## Required work
Return every record in full. Match each one exactly.

## Listed records
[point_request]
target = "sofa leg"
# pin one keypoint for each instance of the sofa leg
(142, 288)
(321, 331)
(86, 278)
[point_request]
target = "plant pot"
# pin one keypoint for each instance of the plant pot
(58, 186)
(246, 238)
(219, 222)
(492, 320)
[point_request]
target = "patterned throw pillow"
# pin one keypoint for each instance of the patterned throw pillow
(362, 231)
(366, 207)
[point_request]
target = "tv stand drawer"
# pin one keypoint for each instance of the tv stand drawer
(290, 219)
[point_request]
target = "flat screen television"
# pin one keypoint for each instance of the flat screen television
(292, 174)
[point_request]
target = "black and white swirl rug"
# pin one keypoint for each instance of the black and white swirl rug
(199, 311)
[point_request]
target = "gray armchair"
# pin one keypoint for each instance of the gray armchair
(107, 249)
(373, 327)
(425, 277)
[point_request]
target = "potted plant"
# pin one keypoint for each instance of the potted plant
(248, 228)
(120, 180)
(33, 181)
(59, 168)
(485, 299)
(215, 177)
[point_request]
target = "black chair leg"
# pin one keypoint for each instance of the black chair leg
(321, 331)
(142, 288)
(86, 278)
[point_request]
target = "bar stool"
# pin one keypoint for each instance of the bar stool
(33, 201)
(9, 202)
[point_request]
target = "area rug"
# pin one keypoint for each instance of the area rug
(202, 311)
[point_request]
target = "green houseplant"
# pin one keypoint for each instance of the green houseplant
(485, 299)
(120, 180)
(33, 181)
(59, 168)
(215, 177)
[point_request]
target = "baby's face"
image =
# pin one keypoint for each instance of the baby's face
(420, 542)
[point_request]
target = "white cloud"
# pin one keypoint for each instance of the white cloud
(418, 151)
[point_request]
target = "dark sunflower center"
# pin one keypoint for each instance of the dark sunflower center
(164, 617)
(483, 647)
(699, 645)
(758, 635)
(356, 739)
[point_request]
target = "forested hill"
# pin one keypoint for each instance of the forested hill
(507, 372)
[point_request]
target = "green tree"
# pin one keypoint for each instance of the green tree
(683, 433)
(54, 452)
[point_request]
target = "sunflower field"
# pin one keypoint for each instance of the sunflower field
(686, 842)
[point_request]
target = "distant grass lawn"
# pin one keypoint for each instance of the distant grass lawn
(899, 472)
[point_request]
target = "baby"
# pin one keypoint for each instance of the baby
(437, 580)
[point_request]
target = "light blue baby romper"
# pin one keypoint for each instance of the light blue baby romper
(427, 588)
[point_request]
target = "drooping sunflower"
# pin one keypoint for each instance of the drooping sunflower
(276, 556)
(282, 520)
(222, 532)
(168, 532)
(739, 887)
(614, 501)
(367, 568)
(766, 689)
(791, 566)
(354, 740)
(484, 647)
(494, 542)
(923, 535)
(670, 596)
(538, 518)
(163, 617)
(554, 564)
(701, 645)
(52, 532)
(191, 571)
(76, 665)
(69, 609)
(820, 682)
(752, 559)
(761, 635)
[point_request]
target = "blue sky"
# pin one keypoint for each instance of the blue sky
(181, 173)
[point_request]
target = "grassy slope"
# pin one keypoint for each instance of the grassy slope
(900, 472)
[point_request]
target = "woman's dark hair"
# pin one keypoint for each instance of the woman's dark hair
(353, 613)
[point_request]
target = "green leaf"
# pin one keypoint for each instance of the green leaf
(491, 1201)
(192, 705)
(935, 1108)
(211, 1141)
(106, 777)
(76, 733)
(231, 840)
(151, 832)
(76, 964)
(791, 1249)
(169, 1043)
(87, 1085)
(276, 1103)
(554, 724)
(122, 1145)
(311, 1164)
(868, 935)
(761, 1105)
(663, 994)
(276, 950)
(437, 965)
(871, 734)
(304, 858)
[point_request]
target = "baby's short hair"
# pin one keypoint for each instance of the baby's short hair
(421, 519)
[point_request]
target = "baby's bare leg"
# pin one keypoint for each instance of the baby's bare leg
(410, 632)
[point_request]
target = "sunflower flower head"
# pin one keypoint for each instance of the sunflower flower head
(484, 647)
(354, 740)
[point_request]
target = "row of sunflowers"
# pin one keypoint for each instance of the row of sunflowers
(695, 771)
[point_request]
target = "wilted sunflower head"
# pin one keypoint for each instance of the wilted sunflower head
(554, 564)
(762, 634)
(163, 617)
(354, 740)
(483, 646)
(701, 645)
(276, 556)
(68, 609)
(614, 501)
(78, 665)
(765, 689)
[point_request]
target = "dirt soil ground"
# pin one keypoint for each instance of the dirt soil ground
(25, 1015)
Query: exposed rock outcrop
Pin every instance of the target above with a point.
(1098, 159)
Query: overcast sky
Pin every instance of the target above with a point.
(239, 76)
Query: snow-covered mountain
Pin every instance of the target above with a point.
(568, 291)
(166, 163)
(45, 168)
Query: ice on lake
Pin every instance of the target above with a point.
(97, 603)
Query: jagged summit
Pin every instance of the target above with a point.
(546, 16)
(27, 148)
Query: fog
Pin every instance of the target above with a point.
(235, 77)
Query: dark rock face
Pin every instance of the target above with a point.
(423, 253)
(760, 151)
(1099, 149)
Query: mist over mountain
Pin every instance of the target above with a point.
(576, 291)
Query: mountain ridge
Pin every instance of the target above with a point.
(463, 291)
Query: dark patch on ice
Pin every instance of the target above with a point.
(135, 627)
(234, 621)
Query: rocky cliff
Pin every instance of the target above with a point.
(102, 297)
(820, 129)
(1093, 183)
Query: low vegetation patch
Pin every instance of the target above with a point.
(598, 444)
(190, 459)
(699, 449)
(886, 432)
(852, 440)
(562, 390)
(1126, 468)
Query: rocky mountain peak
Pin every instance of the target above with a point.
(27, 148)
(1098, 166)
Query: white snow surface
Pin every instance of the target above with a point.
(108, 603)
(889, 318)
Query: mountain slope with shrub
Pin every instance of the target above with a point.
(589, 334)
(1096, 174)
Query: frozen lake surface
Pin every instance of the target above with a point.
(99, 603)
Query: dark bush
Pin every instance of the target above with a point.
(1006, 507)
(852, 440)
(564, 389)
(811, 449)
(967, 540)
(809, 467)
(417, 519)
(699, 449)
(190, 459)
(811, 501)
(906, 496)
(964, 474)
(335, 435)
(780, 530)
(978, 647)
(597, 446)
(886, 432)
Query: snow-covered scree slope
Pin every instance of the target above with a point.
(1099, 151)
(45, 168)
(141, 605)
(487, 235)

## Result for this exercise
[point_request]
target = "sofa leg"
# pin one keypoint for each instance of the sofa leg
(142, 288)
(321, 331)
(86, 278)
[point_request]
target = "plant pot"
# pin one keypoint for each instance of the plant pot
(58, 186)
(246, 238)
(219, 222)
(492, 320)
[point_request]
target = "patterned throw pillow"
# pin one keypoint for each instance of the patterned throw pillow
(362, 231)
(366, 207)
[point_request]
target = "tv stand drawer"
# pin one keypoint for each instance of the tv stand drawer
(290, 219)
[point_request]
target = "flat screen television"
# pin one keypoint for each instance of the flat screen television
(292, 174)
[point_request]
target = "black and white swirl rug"
# pin one keypoint for each instance of the black and white swirl rug
(199, 311)
[point_request]
target = "gray armchair"
# pin one keypoint for each instance of the gray armchair
(107, 249)
(373, 327)
(425, 277)
[point_request]
target = "potted plant"
# pin one keypoint for each instance of the potted plant
(248, 228)
(120, 180)
(33, 181)
(59, 168)
(485, 299)
(215, 177)
[point_request]
target = "black chair leg"
# pin one keypoint for each instance of the black chair leg
(321, 331)
(142, 288)
(86, 278)
[point_request]
target = "bar stool"
# pin one keypoint for each instance of the bar stool
(33, 201)
(9, 202)
[point_request]
target = "area rug"
# pin one keypoint for each instance of the area rug
(202, 311)
[point_request]
target = "green houseplant"
# pin one keypoint for each instance of the green houseplant
(485, 299)
(120, 180)
(33, 181)
(59, 168)
(215, 177)
[point_request]
target = "baby's face"
image =
# pin one keypoint for each instance of the baby's face
(420, 542)
[point_request]
target = "white cloud"
# pin one keypoint for each instance of the white cloud
(418, 151)
[point_request]
target = "dark sunflower center"
# pin one keypoint for each instance of the dark sunflower center
(164, 617)
(483, 647)
(699, 645)
(758, 635)
(356, 739)
[point_request]
target = "forested hill"
# pin one keypoint for each instance of the forested hill
(507, 372)
[point_request]
target = "green tree"
# pin one keypoint for each instance of the green tree
(683, 433)
(54, 452)
[point_request]
target = "sunflower field"
# pin one keypoint for each instance of the sunflower field
(686, 842)
[point_request]
target = "distant grass lawn"
# pin one keypoint for each instance of the distant grass lawn
(899, 472)
[point_request]
target = "baby"
# pin one keypoint for each instance of the baby
(437, 580)
[point_request]
target = "light blue baby romper"
# pin one keypoint for each instance of the light blue baby romper
(427, 588)
[point_request]
target = "drooping sunflower"
# pin one keypoint for each instance of the drooping sunflower
(276, 556)
(282, 520)
(222, 532)
(168, 532)
(739, 887)
(614, 501)
(367, 568)
(766, 689)
(791, 566)
(354, 740)
(484, 647)
(494, 542)
(923, 535)
(670, 596)
(538, 518)
(163, 617)
(554, 564)
(701, 645)
(52, 532)
(191, 571)
(76, 665)
(69, 609)
(820, 682)
(752, 559)
(761, 635)
[point_request]
target = "blue sky"
# pin one keypoint for each instance of the blue sky
(181, 173)
[point_request]
target = "grassy slope"
# pin one keypoint for each instance of the grassy slope
(900, 472)
[point_request]
target = "woman's dark hair"
# pin one keypoint for each instance of the woman's dark hair
(353, 613)
[point_request]
target = "green leaf"
# pin one keypoint for each instance of the green leaf
(491, 1201)
(192, 705)
(935, 1108)
(211, 1141)
(106, 777)
(76, 733)
(231, 840)
(151, 832)
(76, 964)
(791, 1249)
(169, 1043)
(87, 1085)
(276, 1103)
(554, 724)
(122, 1145)
(311, 1164)
(868, 935)
(761, 1105)
(663, 994)
(276, 950)
(437, 965)
(871, 734)
(304, 858)
[point_request]
target = "baby's short hair"
# pin one keypoint for each instance of the baby's short hair
(421, 519)
[point_request]
target = "baby's bare leg"
# pin one keypoint for each instance of the baby's bare leg
(410, 632)
[point_request]
target = "sunflower flower head"
# pin one keypoint for each instance of the sunflower flower head
(484, 647)
(354, 740)
[point_request]
target = "row of sunflowers"
# pin one keypoint for each instance of the row of sunflowers
(695, 771)
[point_request]
target = "wilted sunflower head"
# pin one keypoint for each instance of the wilted sunflower head
(554, 564)
(762, 634)
(163, 617)
(354, 740)
(483, 646)
(701, 645)
(276, 556)
(68, 609)
(614, 501)
(78, 665)
(765, 689)
[point_request]
target = "dirt soil ground"
# pin one keypoint for each instance of the dirt soil ground
(25, 1015)
Query: exposed rock outcrop
Pin every instance of the target above with a point.
(1098, 159)
Query: overcast sky
Pin every instance of the target above with a point.
(239, 76)
Query: snow-covered mountain
Pin every instance of the target above with a point.
(568, 291)
(166, 163)
(45, 168)
Query: ice on lake
Pin every instance of the target above with a point.
(97, 603)
Query: jagged summit
Pin every instance of the target above with a point.
(546, 16)
(27, 148)
Query: fog
Pin every instance of the target above with a point.
(235, 77)
Query: dark rock face
Pin every instance of the target above with a point.
(423, 253)
(760, 151)
(1099, 149)
Query: mist over mountain
Pin every instance of the target above with a point.
(576, 291)
Query: mountain ridge
Pin every instance of the target above with a point.
(463, 291)
Query: dark patch on ice
Pin every instance of the target above with a point.
(135, 627)
(234, 621)
Query: rocky cliff
Pin every instance of the target above with a point.
(102, 297)
(820, 129)
(1093, 183)
Query: low vegetation patch
Pin every instance of the target above with a point.
(598, 444)
(190, 459)
(699, 449)
(886, 432)
(852, 440)
(562, 390)
(1126, 468)
Query: rocky mountain peak
Pin every instance of the target above with a point.
(27, 148)
(1098, 166)
Query: white snow surface
Pin every instance of the target above with a point.
(108, 603)
(889, 318)
Query: mountain slope with shrub
Pin every instance of the target above with a point.
(589, 334)
(1096, 174)
Query: frozen lake surface
Pin every instance of the target above with a point.
(99, 603)
Query: dark bush
Pin every instance of the target above with a point.
(1006, 507)
(852, 440)
(564, 389)
(811, 449)
(967, 540)
(809, 467)
(417, 519)
(699, 449)
(190, 459)
(811, 501)
(906, 496)
(964, 474)
(335, 435)
(780, 530)
(978, 647)
(597, 446)
(886, 432)
Query: snow-covered scree slope
Pin every instance of the target above with a point.
(1099, 151)
(45, 168)
(141, 605)
(487, 235)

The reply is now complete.